Judul Buku
|
:
|
Padang Ilalang Di Belakang Rumah
|
Penulis
|
:
|
Nh Dini
|
Penerbit
|
:
|
Gramedia
|
Tahun Terbit
|
:
|
1993 (terbit pertama kali tahun 1979)
|
Padang Ilalang Di Belakang Rumah berisi perubahan cara hidup
seorang perempuan bangsawan, perubahan cara hidup suatu keluarga yang kepalanya
adalah orang pergerakan, perubahan penilaian seorang lelaki terhadap Jepang, dan
diselingi kisah lucu bersahaja yang terjadi pada masa pendudukan Jepang sampai
kedatangan Sekutu di Semarang.
Perempuan bangsawan itu adalah Kusaminah, ibu Dini,
pencerita dalam buku ini. Dia berasal dari keluarga bangsawan Jawa. Pada awal
pendudukan Jepang dia menolak untuk mengubah gaya hidupnya. Dia tidak mau
bekerja seperti rakyat jelata. Barulah saat melihat dengan mata kepala sendiri
temannya yang dianggapnya sama derajatnya berjualan kain di pinggir jalan, dia
sedikit demi sedikit mau membuat usaha batik demi menambah nafkah keluarganya.
Perubahan lainnya tampak dalam sikapnya terhadap percintaan
Heratih, anak sulungnya, dengan Utono, seorang pemuda rekan kerja Heratih di
kantor telepon. Suatu hari saat Utono melakukan pendekatan, Kusaminah
marah-marah karena Utono mengajak Heratih menonton berdua saja di bioskop. Dia
tidak tenang anaknya begitu. Gara-gara itu dia sempat bertengkar dengan
suaminya yang lebih moderat dalam memandang pergaulan muda-mudi masa itu.
Barulah setelah itu Kusaminah lebih maklum terhadap Heratih dan Utono. Misalnya,
dia memperbolehkan mereka bepergian asalkan setidaknya ditemani oleh salah
seorang adik Heratih.

- Data Terkumpul
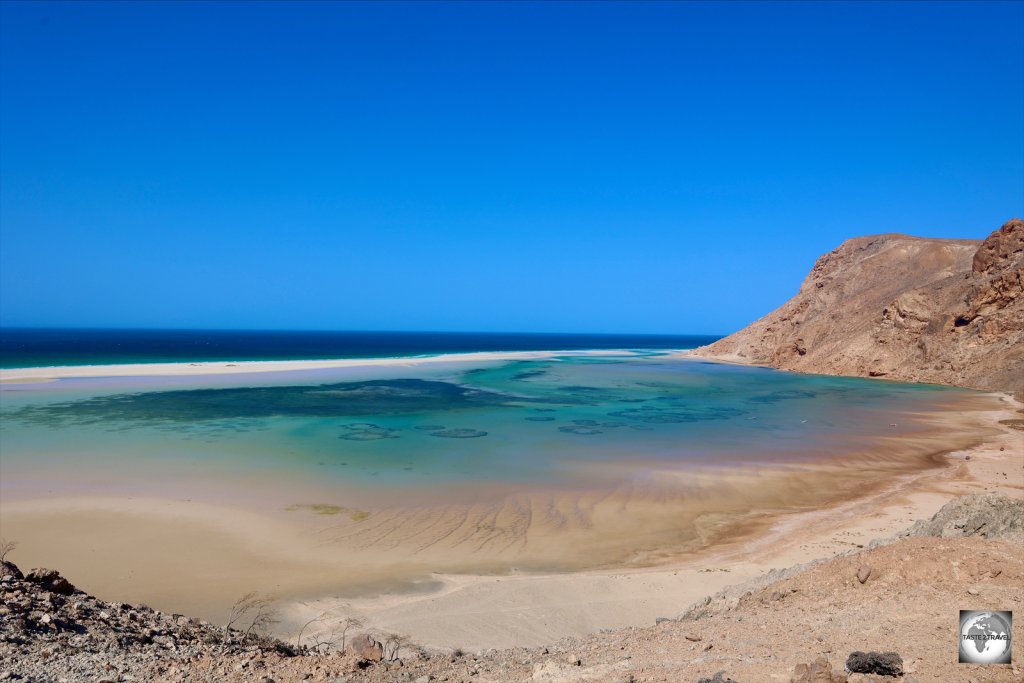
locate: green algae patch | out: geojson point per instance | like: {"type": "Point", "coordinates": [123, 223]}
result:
{"type": "Point", "coordinates": [330, 510]}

- Permintaan 1
Menurut ulasan novel Padang Ilalang Di Belakang Rumah, di mana Heratih dan Utono bekerja bersama?
- Permintaan 2
Lanjutkan ulasan novel Padang Ilalang Di Belakang Rumah mulai sesudah kalimat terakhirnya.

- Hasil 1
Di kantor telepon.

- Hasil 2
Lelaki itu adalah Salyowijoyo, ayah Dini. Pada awal
kedatangan Jepang, sebagaimana kebanyakan orang, dia merasa mendapatkan harapan
akan hidup yang lebih baik daripada zaman Belanda. Dia perseptif melihat
perkembangan keadaan. Setelah makin sering melihat prajurit Jepang bersikap
seenaknya pada penduduk –misalnya, mereka menyuruh warga untuk menyerahkan
harta bendanya—kepercayaannya terhadap Jepang memudar. Dia pun menyadari
kaburnya prajurit-prajurit Jepang setelah beberapa pertempuran. Ditambah lagi,
dia mendapatkan banyak informasi dari iparnya. Oleh karena itu, dia sigap
berusaha menjaga keselamatan keluarganya, dan memastikan agar semua mendapatkan
cukup makanan.
Kepala keluarga yang berkecimpung dalam pergerakan adalah
Iman Sujahri, adik Salyowijoyo. Dia pindah ke Semarang dari Jawa Timur bersama
Edi Sedyawati, anaknya, dan istrinya yang hamil tua. Iman Sujahri bekerja di
kantor walikota sambil diam-diam melakukan kegiatan pergerakan. Oleh karena
itu, dia sangat sibuk dan sebentar sekali ada di rumah. Saat Bibi Dini tinggal
di rumah sakit selama masa menjelang dan pasca-melahirkan, Dini sering bermalam
di rumah Iman Sujahri. Di situlah dia menyadari bahwa Edi adalah anak yang
dididik orang tuanya ala Eropa sehingga asing dengan budaya Jawa macam wayang.
Barulah saat sering bermain dengan Dini atau keluarganya, Edi mengenal budaya
Jawa, dan bahkan menjadi gandrung dengan wayang dan sering meniru-nirukan wayang
orang yang mereka tonton. Pada kesempatan ini pula Dini dan Edi merasakan
dampak kesibukan Iman Sujahri dan kehamilan ibu Edi. Mereka kelaparan karena
orang yang dipercaya untuk menjaga rumah terlalu banyak membuat aturan. Serba
tidak boleh. Tapi, karena inilah ikatan batin antara Dini dan Edi menjadi kuat.
Terlepas dari keduanya saling menolong, terdapat perbedaan
sikap politis antara Salyowijoyo dan Iman Sujahri. Salyowijoyo sadar politik
tapi memilih tidak terlalu (atau setidaknya tidak secara eksplisit) terlibat
dalam pergerakan politik, sedangkan Iman Sujahri sangat terlibat. Keterlibatan
inilah juga yang membuat Iman Sujahri mesti berpindah-pindah. Sikap
berbahasanya pun menunjukkan sikap politisnya. Iman Sujahri sehari-hari
menggunakan bahasa Belanda dan jarang menggunakan bahasa Jawa atau Melayu,
sedangkan Salyowijoyo lebih sering menggunakan bahasa Jawa walaupun dia bisa
berbahasa Belanda. Salyowijoyo lebih anti-Belanda ketimbang Iman Sujahri.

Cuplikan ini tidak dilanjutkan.